**SET EXERCISE**
Restate word for word the lines from the one containing "Can you locate the cat's face" through the end of the listing below, with both ends included.

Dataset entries
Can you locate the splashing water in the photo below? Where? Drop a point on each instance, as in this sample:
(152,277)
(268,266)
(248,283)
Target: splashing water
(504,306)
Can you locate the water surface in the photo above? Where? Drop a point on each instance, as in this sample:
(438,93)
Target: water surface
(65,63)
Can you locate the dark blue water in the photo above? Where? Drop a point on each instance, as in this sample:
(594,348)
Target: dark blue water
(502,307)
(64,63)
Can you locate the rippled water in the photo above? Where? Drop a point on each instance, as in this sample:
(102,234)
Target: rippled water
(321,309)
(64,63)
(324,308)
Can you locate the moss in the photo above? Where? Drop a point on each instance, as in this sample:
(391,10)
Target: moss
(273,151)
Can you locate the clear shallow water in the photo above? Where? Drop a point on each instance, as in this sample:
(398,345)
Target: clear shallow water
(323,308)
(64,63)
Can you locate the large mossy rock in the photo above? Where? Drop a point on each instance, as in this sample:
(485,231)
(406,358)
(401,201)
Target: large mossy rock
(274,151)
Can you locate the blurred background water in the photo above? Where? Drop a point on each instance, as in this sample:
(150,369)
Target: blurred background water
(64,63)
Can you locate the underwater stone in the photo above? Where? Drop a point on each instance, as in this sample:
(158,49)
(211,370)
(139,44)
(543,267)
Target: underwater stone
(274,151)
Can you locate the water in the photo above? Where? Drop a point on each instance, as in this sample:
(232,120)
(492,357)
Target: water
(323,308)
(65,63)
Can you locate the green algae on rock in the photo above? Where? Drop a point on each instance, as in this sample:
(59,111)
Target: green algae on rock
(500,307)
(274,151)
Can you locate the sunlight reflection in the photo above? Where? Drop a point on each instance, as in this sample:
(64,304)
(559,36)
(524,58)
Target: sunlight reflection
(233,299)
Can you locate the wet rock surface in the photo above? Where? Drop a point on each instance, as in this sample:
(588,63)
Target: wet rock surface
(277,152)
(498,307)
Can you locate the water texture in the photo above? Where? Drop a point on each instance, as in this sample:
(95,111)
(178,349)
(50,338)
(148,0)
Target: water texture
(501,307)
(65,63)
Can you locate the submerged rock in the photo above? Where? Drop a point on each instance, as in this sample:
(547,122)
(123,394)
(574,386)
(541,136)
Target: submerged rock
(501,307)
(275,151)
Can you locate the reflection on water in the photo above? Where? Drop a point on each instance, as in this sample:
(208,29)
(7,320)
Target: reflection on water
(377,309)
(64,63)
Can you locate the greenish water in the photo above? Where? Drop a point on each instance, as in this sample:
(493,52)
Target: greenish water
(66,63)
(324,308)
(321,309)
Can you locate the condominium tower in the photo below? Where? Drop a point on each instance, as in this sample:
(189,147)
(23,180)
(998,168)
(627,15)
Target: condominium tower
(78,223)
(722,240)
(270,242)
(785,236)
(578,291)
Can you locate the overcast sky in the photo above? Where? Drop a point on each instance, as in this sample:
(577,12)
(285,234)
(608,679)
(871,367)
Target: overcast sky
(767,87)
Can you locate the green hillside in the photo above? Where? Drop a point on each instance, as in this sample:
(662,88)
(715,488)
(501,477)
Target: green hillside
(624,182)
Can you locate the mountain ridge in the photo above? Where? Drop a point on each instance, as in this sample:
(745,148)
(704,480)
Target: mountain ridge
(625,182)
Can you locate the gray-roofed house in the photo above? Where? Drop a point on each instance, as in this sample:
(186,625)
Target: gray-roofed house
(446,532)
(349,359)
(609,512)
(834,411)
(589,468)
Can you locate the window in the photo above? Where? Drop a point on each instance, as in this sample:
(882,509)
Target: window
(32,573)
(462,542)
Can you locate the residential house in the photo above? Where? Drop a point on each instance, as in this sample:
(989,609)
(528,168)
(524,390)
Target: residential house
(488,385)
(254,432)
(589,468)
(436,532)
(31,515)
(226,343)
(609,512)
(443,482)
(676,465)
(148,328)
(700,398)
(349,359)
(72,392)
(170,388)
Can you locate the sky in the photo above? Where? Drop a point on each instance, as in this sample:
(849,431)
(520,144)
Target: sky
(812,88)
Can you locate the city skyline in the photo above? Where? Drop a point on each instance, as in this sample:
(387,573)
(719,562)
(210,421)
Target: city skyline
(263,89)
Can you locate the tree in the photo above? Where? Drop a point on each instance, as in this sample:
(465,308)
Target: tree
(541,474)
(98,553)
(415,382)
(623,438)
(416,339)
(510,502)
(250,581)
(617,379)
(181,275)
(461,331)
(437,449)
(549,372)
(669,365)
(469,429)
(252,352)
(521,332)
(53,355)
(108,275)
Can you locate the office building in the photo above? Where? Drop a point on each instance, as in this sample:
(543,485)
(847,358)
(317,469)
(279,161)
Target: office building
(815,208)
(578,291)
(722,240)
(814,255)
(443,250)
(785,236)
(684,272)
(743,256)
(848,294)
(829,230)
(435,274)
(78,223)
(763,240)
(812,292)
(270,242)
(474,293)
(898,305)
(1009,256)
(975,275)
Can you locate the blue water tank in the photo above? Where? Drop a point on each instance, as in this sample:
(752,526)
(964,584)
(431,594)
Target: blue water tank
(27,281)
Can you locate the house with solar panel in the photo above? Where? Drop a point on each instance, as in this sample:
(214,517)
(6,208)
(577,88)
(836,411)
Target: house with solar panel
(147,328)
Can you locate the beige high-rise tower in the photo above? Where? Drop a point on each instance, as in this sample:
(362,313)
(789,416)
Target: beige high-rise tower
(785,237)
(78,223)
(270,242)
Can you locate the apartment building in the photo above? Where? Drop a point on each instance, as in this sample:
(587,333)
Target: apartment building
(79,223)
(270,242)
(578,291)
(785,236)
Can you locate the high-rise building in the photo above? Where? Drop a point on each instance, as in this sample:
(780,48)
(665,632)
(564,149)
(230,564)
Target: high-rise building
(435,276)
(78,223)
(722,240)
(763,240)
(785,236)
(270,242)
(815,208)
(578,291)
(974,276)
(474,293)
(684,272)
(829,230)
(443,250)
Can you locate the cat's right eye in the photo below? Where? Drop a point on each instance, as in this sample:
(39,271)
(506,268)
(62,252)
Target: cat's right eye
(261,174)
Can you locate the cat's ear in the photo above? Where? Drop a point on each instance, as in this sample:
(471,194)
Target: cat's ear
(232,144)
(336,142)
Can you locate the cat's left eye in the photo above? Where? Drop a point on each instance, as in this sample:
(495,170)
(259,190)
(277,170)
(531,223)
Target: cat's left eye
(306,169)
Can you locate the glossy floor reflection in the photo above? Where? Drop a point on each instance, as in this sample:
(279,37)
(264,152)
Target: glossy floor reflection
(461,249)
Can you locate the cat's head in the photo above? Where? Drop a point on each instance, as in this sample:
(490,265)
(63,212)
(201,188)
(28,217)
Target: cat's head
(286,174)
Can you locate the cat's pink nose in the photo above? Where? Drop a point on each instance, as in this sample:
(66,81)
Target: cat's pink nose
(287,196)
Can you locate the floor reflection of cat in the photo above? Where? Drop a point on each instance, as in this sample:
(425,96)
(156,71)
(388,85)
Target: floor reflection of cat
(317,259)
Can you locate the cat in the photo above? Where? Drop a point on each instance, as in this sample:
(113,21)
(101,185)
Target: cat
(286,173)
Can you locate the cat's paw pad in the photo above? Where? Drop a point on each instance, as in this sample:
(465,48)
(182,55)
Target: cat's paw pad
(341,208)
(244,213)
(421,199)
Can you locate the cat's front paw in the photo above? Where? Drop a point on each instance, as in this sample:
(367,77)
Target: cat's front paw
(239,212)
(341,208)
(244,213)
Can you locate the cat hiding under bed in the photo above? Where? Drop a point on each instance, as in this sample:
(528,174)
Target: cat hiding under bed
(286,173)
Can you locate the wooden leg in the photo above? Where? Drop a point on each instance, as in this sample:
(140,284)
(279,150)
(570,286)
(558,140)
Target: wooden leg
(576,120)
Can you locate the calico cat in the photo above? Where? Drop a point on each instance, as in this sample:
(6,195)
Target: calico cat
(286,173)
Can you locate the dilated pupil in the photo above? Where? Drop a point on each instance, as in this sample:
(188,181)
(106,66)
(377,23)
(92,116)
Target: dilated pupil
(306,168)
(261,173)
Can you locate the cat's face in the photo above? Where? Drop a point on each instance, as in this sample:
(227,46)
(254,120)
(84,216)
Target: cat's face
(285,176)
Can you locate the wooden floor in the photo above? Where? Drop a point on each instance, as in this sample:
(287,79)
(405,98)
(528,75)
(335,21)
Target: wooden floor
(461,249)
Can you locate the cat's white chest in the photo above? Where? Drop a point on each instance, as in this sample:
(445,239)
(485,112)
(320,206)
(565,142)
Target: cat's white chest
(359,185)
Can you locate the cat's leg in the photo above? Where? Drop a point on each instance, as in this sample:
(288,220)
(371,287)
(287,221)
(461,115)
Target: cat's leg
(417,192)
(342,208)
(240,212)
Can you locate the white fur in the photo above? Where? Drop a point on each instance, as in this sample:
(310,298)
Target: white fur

**SOLUTION**
Can you locate the cat's face in the photo above? Where? Drop a point on each instance, as in this sample:
(227,46)
(254,120)
(84,216)
Target: cat's face
(285,176)
Can you locate the wooden floor in the photo above? Where? Drop a point on each instance, as in this sample:
(287,79)
(405,98)
(528,75)
(335,21)
Target: wooden floor
(461,249)
Can you locate the cat's white chest in the photo above? Where? Drop a point on each instance, as in this sample:
(445,239)
(485,112)
(320,206)
(565,142)
Target: cat's white chest
(359,185)
Can you locate the cat's leg in the photo above? Where? Drop a point on each instance, as in this sample:
(288,220)
(371,287)
(287,221)
(461,115)
Target: cat's leg
(417,192)
(342,208)
(240,212)
Can you locate the white fur in the photo above? Where? Drop a point on each instance, as in this sample:
(310,298)
Target: white fur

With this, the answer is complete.